• [Исходный фрагмент]:
»»
Не сомневайтесь, наше разумение природы людской или разнообразия жизнеспособных форм общественного устройства столь рудиментарно, что любую доктрину, заглядывающую в даль грядущих веков, надлежит рассматривать с великим скепсисом - с таким же скепсисом, с каким следует выслушивать речи о все новых видах гнета и самовластного правления, коих, якобы, властно требуют «человеческая природа», или «требования производительности», или «трудности современной жизни».

И все же, бывают времена, когда есть немалый резон разрабатывать - насколько дозволяют наши способности - специфическое толкование этой четкой тенденции в историческом развитии человечества, - толкование, соответствующее задачам текущей минуты. Для Рокера «Задача, стоящая перед нашей эпохой, заключается в освобождении человека от проклятия экономической эксплуатации, политического и социального рабства».

Добиться этого можно не путем захвата и применения государственной власти, не методом оболванивающего парламентаризма, - скорее, следует «совершенно перестроить экономическую жизнь всех народов - и притом перестроить ее в духе социализма».
««
(Фрагменты данных разметки местоположений)
»»
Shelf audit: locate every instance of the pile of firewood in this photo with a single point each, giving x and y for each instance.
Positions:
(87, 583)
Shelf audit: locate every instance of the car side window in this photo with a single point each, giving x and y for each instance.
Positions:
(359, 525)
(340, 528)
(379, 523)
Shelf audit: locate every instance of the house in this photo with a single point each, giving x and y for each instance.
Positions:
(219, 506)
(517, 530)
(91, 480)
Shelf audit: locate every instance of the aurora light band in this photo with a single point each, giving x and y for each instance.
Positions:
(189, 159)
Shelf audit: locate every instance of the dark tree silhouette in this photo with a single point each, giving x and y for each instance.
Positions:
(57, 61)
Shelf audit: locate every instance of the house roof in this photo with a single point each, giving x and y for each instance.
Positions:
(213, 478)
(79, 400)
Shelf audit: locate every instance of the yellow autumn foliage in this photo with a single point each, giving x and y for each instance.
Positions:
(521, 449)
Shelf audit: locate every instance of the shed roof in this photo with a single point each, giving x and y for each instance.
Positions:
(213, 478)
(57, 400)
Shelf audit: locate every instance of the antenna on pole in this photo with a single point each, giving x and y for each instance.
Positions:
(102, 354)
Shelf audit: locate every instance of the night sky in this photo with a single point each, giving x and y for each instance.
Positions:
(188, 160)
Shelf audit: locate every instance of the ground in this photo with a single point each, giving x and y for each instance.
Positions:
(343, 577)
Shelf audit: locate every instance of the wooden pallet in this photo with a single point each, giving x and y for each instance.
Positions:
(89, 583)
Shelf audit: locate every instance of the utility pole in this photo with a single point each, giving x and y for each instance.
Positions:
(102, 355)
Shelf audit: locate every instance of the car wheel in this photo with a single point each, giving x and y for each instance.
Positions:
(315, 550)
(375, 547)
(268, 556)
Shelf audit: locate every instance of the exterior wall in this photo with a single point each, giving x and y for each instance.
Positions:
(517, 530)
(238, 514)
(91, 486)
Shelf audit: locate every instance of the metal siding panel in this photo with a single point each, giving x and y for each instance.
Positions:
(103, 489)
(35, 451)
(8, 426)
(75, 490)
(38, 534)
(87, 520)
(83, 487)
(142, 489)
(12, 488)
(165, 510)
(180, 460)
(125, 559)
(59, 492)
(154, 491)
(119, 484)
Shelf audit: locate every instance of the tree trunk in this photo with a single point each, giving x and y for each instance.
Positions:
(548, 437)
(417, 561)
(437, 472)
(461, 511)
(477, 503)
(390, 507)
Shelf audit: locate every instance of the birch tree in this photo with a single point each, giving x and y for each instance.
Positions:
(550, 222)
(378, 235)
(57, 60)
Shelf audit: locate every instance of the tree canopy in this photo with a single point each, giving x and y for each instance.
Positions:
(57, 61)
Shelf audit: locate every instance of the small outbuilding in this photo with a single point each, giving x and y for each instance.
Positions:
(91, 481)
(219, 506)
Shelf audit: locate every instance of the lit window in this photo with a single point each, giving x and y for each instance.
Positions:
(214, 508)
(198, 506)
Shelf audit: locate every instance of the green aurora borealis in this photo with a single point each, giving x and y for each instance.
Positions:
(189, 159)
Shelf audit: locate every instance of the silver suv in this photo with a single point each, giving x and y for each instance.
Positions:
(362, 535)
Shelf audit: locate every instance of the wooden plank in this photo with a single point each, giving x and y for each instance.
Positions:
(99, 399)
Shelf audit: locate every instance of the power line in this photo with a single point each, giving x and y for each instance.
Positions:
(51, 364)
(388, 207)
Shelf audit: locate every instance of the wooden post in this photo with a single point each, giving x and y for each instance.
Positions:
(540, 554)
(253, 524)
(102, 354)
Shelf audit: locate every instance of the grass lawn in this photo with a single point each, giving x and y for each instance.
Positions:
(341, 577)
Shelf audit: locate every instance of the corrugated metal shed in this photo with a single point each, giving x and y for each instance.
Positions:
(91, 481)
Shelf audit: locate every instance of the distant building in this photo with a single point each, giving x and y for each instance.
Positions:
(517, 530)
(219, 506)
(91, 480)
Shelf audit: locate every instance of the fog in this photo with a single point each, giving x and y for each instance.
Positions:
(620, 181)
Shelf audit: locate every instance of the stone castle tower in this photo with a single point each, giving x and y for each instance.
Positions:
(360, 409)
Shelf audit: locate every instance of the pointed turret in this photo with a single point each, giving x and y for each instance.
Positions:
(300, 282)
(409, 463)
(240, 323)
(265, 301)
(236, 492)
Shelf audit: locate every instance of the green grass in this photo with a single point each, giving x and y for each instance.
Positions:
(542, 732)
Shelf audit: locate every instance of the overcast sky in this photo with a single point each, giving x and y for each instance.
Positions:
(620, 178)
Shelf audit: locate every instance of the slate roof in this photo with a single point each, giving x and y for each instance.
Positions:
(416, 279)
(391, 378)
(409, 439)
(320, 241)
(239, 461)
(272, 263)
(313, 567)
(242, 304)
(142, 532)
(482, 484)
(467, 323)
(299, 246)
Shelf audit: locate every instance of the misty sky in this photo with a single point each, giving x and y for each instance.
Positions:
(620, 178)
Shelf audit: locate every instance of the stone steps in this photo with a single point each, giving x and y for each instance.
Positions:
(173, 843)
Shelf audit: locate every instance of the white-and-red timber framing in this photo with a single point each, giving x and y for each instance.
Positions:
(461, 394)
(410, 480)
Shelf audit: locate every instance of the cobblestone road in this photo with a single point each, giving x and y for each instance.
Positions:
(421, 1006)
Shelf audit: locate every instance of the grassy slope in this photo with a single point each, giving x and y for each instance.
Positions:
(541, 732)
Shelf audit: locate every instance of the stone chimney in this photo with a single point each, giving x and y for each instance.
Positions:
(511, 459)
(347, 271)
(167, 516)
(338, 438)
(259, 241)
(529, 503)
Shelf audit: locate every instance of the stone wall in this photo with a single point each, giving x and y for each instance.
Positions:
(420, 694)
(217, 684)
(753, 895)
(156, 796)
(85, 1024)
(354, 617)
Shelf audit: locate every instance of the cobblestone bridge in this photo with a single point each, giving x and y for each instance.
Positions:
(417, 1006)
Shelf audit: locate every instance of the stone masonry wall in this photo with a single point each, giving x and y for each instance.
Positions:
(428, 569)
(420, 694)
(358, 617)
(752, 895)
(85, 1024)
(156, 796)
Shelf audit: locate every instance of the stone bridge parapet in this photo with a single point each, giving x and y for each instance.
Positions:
««
• [Задание]:
Ответьте, пожалуйста, по исходному фрагменту на три вопроса:
1. С каким отношением следует рассматривать любую доктрину, заглядывающую в даль грядущих веков?
2. В чем, по словам Рокера, заключается задача, стоящая перед нашей эпохой?
3. Какими двумя путями, согласно фрагменту, добиться этого нельзя?
Листинг получен из другого источника.

• [Письменный ответ]:
1. С великим скепсисом.
2. В освобождении человека от проклятия экономической эксплуатации, политического и социального рабства.
3. Путем захвата и применения государственной власти и методом оболванивающего парламентаризма.